• Problem to solve
Could you write out every row below again, replacing "Detect" with "Locate" and leaving everything else unchanged, but without the pictures?

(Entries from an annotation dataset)
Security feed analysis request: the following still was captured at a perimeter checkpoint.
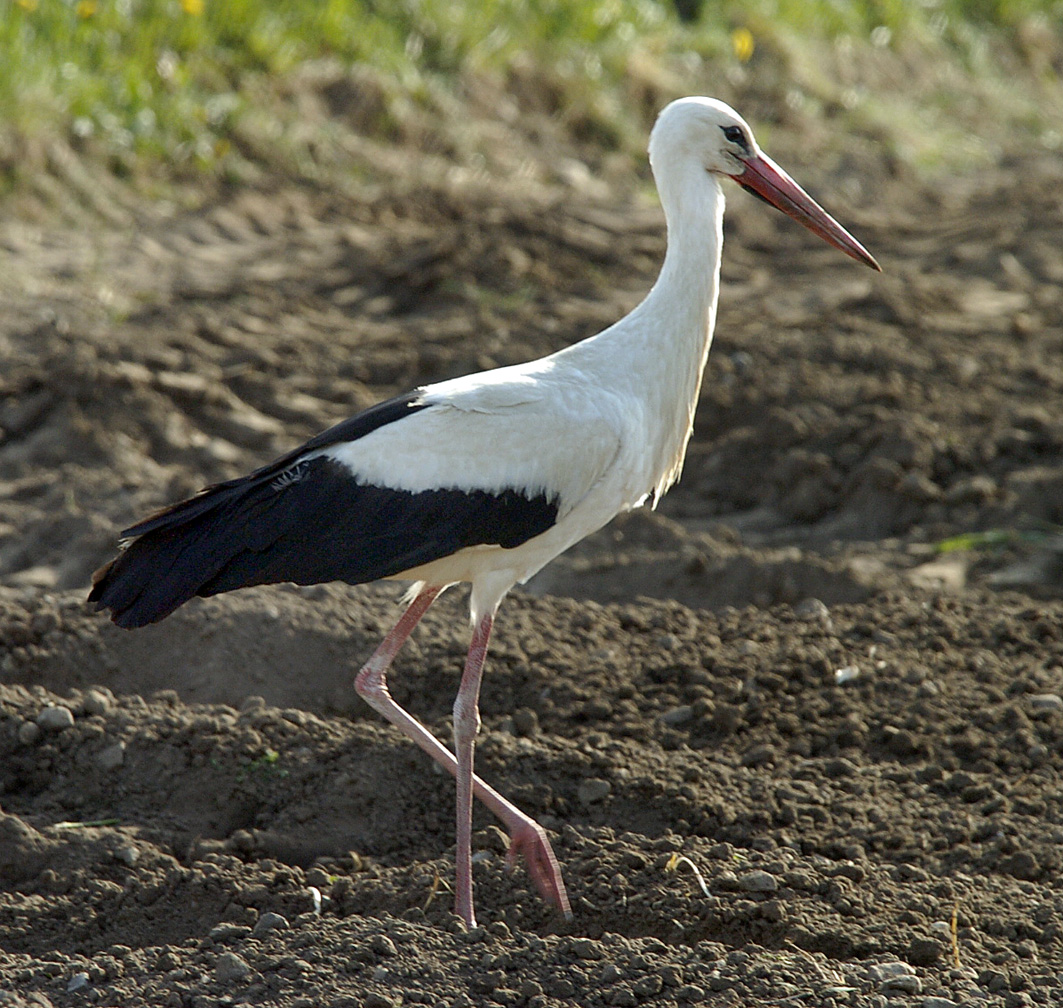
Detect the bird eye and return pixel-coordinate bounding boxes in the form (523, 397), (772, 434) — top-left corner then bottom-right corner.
(720, 127), (749, 151)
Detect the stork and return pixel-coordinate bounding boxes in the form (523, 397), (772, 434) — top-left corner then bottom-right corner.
(88, 98), (879, 927)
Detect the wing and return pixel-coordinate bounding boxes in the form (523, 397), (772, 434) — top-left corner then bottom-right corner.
(89, 367), (615, 626)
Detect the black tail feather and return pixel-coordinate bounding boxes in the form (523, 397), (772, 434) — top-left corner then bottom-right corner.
(88, 455), (557, 627)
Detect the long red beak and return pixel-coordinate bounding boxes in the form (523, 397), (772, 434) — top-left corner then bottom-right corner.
(731, 154), (882, 272)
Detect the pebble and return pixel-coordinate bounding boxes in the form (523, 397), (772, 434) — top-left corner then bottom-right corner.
(369, 935), (399, 956)
(1030, 693), (1063, 710)
(738, 871), (779, 892)
(905, 938), (945, 965)
(513, 707), (539, 738)
(794, 599), (830, 621)
(81, 689), (111, 715)
(18, 721), (40, 745)
(115, 843), (140, 868)
(660, 704), (694, 726)
(251, 910), (289, 935)
(572, 938), (602, 959)
(576, 777), (612, 805)
(37, 704), (73, 732)
(871, 962), (923, 994)
(214, 952), (251, 984)
(96, 742), (125, 771)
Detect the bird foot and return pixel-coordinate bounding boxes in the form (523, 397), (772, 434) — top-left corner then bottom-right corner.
(506, 819), (572, 920)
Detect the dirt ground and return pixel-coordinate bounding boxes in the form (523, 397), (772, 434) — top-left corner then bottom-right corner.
(0, 90), (1063, 1008)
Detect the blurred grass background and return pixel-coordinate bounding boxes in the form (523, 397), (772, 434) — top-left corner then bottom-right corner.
(0, 0), (1063, 190)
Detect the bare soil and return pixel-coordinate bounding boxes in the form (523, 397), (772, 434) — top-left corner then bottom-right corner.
(0, 112), (1063, 1008)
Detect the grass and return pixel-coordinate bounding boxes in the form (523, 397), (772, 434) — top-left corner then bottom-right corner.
(0, 0), (1063, 194)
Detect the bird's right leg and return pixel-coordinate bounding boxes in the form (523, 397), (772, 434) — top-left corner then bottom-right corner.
(354, 585), (572, 917)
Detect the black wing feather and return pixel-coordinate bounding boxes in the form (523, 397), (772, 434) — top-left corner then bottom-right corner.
(88, 396), (557, 627)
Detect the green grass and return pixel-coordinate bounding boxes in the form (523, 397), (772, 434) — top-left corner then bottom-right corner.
(0, 0), (1063, 192)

• Full output
Security feed analysis request: the following still was captured at a perimeter checkpoint.
Locate the bird eye and return pixel-coordinate bounding boxes in the form (523, 397), (772, 434) — top-left corner then bottom-right corner.
(720, 127), (749, 151)
Locate the stork and return pixel-coordinate bounding boxes in the form (523, 397), (772, 434) — top-left corner then bottom-right corner.
(88, 98), (879, 927)
Locate the wing and return pixel-coordinate bounding boxes in the form (523, 397), (772, 434) — top-left corner then bottom-right corner.
(89, 367), (615, 626)
Locate the black tail feather and return pixel-coordinate bounding boxes in the form (523, 397), (772, 434) — top-left corner then bottom-right corner.
(88, 455), (557, 627)
Locate the long red beak and return pixel-coordinate bounding boxes in the form (523, 397), (772, 434) — top-left corner then bottom-right corner.
(731, 154), (882, 272)
Locate the pebble and return pixel-coordinate bounding boxes in the form (523, 397), (772, 434) — top-left corner then bottom-right corner.
(369, 935), (399, 956)
(1030, 693), (1063, 710)
(738, 871), (779, 892)
(905, 938), (945, 965)
(513, 707), (539, 738)
(794, 599), (830, 621)
(81, 689), (111, 715)
(18, 721), (40, 745)
(115, 843), (140, 868)
(660, 704), (694, 726)
(251, 910), (289, 935)
(572, 938), (602, 959)
(576, 777), (612, 805)
(37, 704), (73, 732)
(871, 962), (923, 994)
(214, 952), (251, 984)
(96, 742), (125, 771)
Locate the bird foot and return pixel-coordinate bounding boxes in the form (523, 397), (772, 434) — top-left corner then bottom-right corner.
(506, 819), (572, 920)
Locate the dirt ground and return pixel-coordinate bounding boxes in the form (523, 397), (772, 434) — top-left corner then bottom-right corner.
(0, 90), (1063, 1008)
Locate the blurred grass background and return pixel-coordinate bounding boxes in the form (523, 397), (772, 434) — top-left corner then bottom-right corner.
(0, 0), (1063, 190)
Locate the bare soil and return pixel-coordinate bounding boxes in the form (523, 397), (772, 434) — top-left corner then bottom-right corner.
(0, 112), (1063, 1008)
Locate the grass and return pixel-coordinate bounding boxes in the form (523, 397), (772, 434) — top-left corner then bottom-right corner.
(0, 0), (1063, 194)
Locate the bird's right leg and return pixel-coordinate bounding boxes in the form (523, 397), (772, 434) — top-left corner then bottom-right corner.
(354, 585), (572, 917)
Locate the black wing feather and return pixel-coordinate bounding boxes in the form (523, 397), (772, 434) — top-left corner then bottom-right corner.
(88, 396), (557, 627)
Locate the green grass and return pixel-coordinate bounding boxes in the form (523, 397), (772, 434) — top-left corner then bottom-right corner.
(0, 0), (1063, 192)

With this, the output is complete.